======== Supplied entries

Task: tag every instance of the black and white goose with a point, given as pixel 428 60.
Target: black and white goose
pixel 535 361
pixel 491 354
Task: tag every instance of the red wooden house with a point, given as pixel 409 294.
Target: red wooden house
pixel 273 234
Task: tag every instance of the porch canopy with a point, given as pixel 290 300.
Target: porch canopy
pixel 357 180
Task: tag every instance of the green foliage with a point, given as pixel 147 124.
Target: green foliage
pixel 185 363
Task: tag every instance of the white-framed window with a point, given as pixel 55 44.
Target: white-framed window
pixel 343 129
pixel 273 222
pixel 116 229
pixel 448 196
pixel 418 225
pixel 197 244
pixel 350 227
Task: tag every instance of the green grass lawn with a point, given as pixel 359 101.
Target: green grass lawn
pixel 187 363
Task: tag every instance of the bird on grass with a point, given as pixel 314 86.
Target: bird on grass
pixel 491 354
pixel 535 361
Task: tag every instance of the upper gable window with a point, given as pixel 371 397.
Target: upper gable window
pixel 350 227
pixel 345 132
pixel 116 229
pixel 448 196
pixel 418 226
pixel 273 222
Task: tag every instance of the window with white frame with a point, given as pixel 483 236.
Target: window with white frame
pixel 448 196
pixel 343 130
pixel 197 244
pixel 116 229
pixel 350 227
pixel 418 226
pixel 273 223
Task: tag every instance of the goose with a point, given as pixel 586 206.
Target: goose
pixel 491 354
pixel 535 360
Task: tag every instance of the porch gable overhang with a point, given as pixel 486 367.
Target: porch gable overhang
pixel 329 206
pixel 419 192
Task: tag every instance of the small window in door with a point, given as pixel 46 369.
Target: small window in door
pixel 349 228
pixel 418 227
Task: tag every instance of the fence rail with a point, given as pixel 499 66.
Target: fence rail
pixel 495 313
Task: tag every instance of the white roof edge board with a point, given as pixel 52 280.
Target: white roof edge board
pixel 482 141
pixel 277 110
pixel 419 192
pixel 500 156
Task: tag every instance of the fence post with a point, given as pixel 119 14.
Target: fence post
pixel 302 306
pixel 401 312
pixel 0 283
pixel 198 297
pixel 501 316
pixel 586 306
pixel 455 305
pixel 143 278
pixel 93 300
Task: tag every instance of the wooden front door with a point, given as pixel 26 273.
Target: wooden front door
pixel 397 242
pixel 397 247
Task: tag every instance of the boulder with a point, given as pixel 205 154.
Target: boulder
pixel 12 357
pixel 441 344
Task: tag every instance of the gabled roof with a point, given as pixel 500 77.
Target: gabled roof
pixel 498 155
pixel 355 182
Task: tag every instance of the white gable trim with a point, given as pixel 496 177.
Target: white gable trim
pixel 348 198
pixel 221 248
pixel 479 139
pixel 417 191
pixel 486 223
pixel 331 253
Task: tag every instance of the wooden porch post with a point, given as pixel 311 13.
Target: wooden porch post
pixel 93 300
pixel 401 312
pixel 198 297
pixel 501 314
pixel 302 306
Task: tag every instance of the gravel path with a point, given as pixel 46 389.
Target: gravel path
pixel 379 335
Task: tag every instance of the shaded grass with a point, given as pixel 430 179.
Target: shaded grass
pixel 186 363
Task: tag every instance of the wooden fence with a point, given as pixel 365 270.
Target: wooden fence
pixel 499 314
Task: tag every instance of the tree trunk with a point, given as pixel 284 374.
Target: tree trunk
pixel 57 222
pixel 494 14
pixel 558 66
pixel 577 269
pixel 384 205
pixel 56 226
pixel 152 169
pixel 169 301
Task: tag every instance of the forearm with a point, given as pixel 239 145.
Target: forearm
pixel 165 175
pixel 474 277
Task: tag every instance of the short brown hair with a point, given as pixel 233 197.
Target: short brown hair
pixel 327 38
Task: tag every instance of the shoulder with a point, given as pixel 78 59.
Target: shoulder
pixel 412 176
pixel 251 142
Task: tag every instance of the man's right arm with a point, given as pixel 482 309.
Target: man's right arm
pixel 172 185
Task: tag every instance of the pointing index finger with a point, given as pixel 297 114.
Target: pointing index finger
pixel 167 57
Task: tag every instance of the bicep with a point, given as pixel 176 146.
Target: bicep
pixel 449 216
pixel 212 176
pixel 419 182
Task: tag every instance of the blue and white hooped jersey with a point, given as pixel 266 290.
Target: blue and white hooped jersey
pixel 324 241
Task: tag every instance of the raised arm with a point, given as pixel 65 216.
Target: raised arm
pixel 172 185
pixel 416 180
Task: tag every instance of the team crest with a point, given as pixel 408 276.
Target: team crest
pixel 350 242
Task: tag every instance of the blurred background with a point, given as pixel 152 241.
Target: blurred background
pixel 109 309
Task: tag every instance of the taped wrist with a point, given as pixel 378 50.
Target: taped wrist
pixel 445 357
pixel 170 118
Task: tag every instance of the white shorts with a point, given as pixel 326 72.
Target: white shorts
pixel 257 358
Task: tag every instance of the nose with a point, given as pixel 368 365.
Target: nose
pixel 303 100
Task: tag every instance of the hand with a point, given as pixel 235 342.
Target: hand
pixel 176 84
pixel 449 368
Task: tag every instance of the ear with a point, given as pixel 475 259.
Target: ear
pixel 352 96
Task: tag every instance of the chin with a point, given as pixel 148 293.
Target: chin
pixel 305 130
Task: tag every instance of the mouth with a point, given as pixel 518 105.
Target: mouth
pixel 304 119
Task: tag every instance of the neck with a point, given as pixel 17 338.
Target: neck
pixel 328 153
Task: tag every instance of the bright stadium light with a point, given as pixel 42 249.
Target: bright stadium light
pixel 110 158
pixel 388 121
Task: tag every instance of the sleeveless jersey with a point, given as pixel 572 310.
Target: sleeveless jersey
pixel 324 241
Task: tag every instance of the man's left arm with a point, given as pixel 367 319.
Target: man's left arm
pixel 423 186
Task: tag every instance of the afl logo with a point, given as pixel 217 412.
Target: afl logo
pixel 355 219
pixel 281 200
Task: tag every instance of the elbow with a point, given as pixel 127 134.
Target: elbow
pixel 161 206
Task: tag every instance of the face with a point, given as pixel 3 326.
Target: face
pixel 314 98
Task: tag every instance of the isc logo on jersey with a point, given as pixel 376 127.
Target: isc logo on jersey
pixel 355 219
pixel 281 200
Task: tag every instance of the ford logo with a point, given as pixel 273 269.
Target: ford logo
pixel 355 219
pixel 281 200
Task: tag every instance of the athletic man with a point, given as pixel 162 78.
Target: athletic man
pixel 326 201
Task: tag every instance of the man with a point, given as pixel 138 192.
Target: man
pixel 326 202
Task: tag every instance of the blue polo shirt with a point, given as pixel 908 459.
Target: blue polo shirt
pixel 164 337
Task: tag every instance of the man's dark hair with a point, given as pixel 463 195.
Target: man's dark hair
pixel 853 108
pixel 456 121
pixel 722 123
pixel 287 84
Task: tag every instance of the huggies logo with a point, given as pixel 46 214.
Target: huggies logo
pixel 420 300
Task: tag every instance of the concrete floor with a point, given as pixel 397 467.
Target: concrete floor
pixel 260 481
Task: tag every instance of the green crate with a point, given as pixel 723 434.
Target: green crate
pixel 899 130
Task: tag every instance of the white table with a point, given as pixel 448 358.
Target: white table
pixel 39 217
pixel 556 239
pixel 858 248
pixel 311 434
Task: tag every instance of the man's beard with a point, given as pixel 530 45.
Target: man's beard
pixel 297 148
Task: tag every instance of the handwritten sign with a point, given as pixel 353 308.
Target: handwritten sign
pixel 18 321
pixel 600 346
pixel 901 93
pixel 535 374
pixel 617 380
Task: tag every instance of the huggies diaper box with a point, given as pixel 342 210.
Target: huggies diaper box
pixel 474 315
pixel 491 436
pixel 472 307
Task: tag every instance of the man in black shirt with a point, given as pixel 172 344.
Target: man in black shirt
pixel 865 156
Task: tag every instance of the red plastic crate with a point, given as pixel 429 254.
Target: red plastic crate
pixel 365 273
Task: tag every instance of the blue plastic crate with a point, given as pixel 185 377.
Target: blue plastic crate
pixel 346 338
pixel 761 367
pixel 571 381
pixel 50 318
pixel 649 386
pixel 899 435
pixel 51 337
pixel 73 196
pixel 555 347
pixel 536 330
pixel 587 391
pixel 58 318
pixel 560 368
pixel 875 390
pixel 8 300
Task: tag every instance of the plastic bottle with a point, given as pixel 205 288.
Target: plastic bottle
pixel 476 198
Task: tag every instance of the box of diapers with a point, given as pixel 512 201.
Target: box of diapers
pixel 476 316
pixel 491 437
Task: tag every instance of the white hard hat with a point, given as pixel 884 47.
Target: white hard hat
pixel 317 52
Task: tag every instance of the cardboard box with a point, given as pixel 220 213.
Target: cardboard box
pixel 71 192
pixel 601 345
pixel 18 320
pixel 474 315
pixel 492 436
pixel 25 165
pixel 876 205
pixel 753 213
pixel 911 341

================

**Task to complete:**
Render the lines of the listing above, between the line holding "Task: tag every instance of the man's left" and the line holding "pixel 164 337", inclusive, as a Markdown table with the columns Row and Listing line. Number the rows and leave out blank lines.

**Task answer:**
| Row | Listing line |
|---|---|
| 1 | Task: tag every instance of the man's left arm with a point, given as pixel 367 319. |
| 2 | Target: man's left arm |
| 3 | pixel 423 186 |
| 4 | Task: tag every instance of the afl logo with a point, given as pixel 217 412. |
| 5 | Target: afl logo |
| 6 | pixel 355 219 |
| 7 | pixel 281 200 |
| 8 | Task: tag every instance of the elbow with a point, given as pixel 127 134. |
| 9 | Target: elbow |
| 10 | pixel 161 206 |
| 11 | Task: tag every instance of the face with a point, given as pixel 3 326. |
| 12 | Target: face |
| 13 | pixel 314 98 |
| 14 | Task: tag every instance of the isc logo on jersey with a point, given as pixel 376 127. |
| 15 | Target: isc logo on jersey |
| 16 | pixel 355 219 |
| 17 | pixel 281 200 |
| 18 | Task: tag every instance of the ford logo with a point, given as pixel 273 269. |
| 19 | Target: ford logo |
| 20 | pixel 355 219 |
| 21 | pixel 281 200 |
| 22 | Task: tag every instance of the athletic man with a point, given as pixel 162 78. |
| 23 | Target: athletic man |
| 24 | pixel 326 201 |
| 25 | Task: tag every instance of the man with a point, given as pixel 138 192. |
| 26 | Target: man |
| 27 | pixel 326 202 |
| 28 | Task: tag every instance of the blue polo shirt with a point, given as pixel 908 459. |
| 29 | Target: blue polo shirt |
| 30 | pixel 164 337 |